Convert the material from its start through the line holding "(1296, 393)", inclusive, into a two-column CSV headed input,output. Give one row per answer, with the text leading up to that answer under input and the answer under output, each field in double quotes and each line break replaced by a space.

## START PROVIDED MATERIAL

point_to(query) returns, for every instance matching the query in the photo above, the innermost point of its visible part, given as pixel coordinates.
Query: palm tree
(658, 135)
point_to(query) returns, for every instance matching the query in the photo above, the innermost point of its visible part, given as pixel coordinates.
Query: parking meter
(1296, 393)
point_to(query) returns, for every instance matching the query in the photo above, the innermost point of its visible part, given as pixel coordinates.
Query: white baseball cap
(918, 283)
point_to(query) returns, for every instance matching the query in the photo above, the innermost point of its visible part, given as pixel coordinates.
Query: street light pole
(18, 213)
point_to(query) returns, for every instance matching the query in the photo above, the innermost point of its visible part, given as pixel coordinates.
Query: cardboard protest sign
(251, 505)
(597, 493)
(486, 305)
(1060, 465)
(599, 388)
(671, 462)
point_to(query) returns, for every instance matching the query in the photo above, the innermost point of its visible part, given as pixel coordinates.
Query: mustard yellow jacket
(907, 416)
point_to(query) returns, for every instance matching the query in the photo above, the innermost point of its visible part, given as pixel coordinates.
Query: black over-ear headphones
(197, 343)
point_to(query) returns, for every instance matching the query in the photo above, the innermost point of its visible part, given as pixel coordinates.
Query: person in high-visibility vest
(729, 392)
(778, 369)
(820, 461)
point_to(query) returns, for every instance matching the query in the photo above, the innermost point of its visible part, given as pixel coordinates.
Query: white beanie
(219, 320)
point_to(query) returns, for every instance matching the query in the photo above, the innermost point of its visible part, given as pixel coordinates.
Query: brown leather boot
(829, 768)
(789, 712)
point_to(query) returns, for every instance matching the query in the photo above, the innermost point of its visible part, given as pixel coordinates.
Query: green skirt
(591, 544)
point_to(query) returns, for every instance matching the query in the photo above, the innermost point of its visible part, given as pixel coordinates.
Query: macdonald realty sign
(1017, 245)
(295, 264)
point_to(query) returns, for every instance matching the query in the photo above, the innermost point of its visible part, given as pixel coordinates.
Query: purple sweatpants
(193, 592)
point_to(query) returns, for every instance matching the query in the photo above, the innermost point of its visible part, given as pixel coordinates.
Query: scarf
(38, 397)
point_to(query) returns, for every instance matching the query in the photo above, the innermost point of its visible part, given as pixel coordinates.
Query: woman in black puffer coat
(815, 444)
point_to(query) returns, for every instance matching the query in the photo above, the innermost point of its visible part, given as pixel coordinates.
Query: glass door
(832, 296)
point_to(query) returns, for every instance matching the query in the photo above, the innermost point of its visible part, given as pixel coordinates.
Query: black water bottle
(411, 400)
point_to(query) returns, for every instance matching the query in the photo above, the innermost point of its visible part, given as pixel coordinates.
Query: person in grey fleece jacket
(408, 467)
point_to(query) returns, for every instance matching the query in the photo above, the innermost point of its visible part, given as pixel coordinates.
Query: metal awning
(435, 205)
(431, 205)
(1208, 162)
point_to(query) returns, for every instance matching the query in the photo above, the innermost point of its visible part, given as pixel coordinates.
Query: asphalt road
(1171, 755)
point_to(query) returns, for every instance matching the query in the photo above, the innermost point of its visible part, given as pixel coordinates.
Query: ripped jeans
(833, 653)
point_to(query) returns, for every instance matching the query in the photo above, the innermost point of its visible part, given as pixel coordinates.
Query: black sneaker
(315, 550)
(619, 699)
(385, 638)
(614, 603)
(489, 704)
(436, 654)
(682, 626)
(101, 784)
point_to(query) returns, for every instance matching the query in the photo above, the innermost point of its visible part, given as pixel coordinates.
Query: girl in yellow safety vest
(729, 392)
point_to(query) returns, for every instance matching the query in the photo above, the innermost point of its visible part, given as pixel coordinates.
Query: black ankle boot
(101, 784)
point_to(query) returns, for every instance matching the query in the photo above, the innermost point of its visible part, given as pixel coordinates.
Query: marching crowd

## END PROVIDED MATERIAL

**FINISHED ANSWER:**
input,output
"point_to(query) returns, for every instance matching the query in the photo above, the innermost point of its visible part, given as pixel coordinates. Query: palm tree","(658, 135)"
"point_to(query) returns, for every instance matching the query in the photo above, the innermost point of its visible part, given as pixel coordinates. Query: parking meter","(1296, 393)"